Given problem: Reproduce all of the material word for word.

++++++++++++++++++++

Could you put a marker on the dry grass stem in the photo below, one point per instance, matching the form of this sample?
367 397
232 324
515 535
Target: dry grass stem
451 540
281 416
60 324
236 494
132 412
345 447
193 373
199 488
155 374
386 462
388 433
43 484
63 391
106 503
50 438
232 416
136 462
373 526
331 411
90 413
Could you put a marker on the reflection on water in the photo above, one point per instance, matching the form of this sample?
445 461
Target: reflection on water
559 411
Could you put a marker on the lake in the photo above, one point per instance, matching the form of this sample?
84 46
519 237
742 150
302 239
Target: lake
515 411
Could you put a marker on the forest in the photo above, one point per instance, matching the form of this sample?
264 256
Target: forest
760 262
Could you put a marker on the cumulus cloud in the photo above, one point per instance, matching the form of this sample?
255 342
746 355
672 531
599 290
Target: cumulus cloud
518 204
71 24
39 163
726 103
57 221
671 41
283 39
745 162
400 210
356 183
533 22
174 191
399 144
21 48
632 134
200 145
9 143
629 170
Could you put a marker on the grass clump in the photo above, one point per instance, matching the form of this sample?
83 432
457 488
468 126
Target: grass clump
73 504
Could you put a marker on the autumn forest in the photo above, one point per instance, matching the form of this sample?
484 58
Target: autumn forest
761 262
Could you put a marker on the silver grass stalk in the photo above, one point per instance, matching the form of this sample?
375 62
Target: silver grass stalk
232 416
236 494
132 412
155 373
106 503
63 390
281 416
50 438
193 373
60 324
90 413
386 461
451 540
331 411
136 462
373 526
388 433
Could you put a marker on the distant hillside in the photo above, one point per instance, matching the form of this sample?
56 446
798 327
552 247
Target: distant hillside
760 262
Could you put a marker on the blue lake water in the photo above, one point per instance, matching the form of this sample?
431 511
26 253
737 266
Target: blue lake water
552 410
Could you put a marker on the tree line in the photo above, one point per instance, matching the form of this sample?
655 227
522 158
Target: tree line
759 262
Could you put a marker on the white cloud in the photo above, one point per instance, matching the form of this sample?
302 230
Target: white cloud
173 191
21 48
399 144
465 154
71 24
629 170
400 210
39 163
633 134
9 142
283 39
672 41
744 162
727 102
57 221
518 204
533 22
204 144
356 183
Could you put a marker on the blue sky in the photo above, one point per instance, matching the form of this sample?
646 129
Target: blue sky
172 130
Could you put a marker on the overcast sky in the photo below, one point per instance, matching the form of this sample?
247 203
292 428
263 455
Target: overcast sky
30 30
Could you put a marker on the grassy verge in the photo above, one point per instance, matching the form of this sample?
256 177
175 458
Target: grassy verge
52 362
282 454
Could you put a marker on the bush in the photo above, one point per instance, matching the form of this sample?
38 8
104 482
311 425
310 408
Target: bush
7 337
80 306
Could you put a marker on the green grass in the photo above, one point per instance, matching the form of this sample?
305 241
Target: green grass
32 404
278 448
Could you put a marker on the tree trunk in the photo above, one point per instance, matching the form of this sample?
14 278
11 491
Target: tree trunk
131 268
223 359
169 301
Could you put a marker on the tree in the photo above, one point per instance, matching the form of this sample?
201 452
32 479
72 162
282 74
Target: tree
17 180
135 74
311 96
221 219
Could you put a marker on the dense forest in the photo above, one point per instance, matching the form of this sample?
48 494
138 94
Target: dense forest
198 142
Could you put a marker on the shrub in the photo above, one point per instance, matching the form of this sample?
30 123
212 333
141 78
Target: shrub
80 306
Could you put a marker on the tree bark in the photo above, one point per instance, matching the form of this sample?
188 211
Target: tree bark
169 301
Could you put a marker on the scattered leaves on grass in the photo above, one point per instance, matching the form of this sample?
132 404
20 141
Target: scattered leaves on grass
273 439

++++++++++++++++++++

Answer to the exercise:
Could you put a marker on the dry grass stem in the photo below, one point per instance, matching the form of this sample?
367 397
232 324
515 535
Target: dry grass stem
451 540
281 416
60 324
236 494
132 412
345 447
193 373
199 488
155 374
386 462
388 433
43 484
63 391
106 503
50 438
232 416
136 462
373 526
331 411
90 413
Could you put a marker on the reflection on water in the photo above, one point per instance, matching the form of this sample?
445 461
Target: reflection on water
559 411
Could you put a marker on the lake in the photo above, one point per instance, matching the form of this sample?
84 46
519 237
742 150
302 239
Target: lake
515 411
Could you put a marker on the forest in the photo above, one point per instance, matching the form of this sample?
264 256
Target: forest
760 262
Could you put a marker on the cumulus cloud in the photo above, one point per instance, matching the form of this sample?
255 342
746 355
672 531
599 290
Target: cumulus cloud
518 204
71 24
39 163
726 103
57 221
671 41
283 39
745 162
400 210
356 183
533 22
174 191
399 144
21 48
632 134
200 145
9 143
629 170
Could you put a marker on the grass clump in the photo above, one point per instance, matching the form of this sample?
83 432
457 488
468 126
Target: grass clump
73 504
Could you put a marker on the autumn forest in the photo above, one point per instance, matching the form of this sample?
484 58
Target: autumn forest
761 262
Could you put a marker on the silver grass stalk in the photo above, one point per instance, matching the form of this sample?
375 62
Target: silver grass stalk
232 416
236 494
132 412
155 373
106 503
63 390
281 416
50 438
193 373
60 324
90 413
386 461
451 540
331 411
136 462
373 526
388 433
Could you put a marker on the distant hillside in the photo above, one point per instance, matching the form of this sample?
56 446
798 327
552 247
Target: distant hillside
760 262
Could you put a marker on the blue lake water in the photo above, one point per instance, matching the form of this sample?
431 511
26 253
737 266
Target: blue lake water
552 410
Could you put a marker on the tree line in the photo above, one point per instance, matching the form of this sample?
655 227
522 158
Target: tree line
759 262
Could you put a marker on the white cloud in the photo above, one point per instance, matching the form of this sample?
302 230
Target: white cloud
173 191
21 48
399 144
465 154
71 24
629 170
400 210
39 163
633 134
9 142
283 39
672 41
744 162
727 102
57 221
518 204
533 22
204 144
356 183
Could you put a marker on the blue sky in the photo above, one point per instance, matching the form of this sample?
646 129
Target: blue sky
172 130
Could you put a marker on the overcast sky in the photo below, one point per instance, matching the form of this sample?
247 203
292 428
263 455
Target: overcast sky
30 30
Could you put a marker on the grassy verge in the photo above, one point per instance, matching the form of this sample?
256 177
175 458
Target: grassy verge
52 362
282 454
Could you put a marker on the bush in the photo above, one point per instance, matching the form of this sample?
38 8
104 482
311 425
310 408
Target: bush
7 337
80 306
Could you put a marker on the green grass in the photo above, one point per instance, matching the form of this sample?
305 241
Target: green grass
32 404
278 448
Could you put a marker on the tree trunk in the photo above, one point per instance, matching the form of this sample?
14 278
11 491
Target: tree trunk
131 268
223 359
169 301
Could you put a marker on the tree in the photo above, one point per instance, matching the form of this sample?
201 452
32 479
72 162
282 74
Target: tree
17 180
135 74
311 96
221 219
Could you put a marker on the dense forest in the photo above, one point per instance, matching the form of this sample?
48 494
138 94
Target: dense forest
198 142
Could you put a marker on the shrub in the photo above, one point per instance, matching the form of this sample?
30 123
212 333
141 78
Target: shrub
80 306
Could you put a marker on the tree bark in the photo above, one point per instance, matching the form of this sample?
188 211
Target: tree bark
169 301
Could you put a marker on the scattered leaves on grass in the photo above, one point per instance, matching the form of this sample?
132 404
20 141
Target: scattered leaves on grass
273 439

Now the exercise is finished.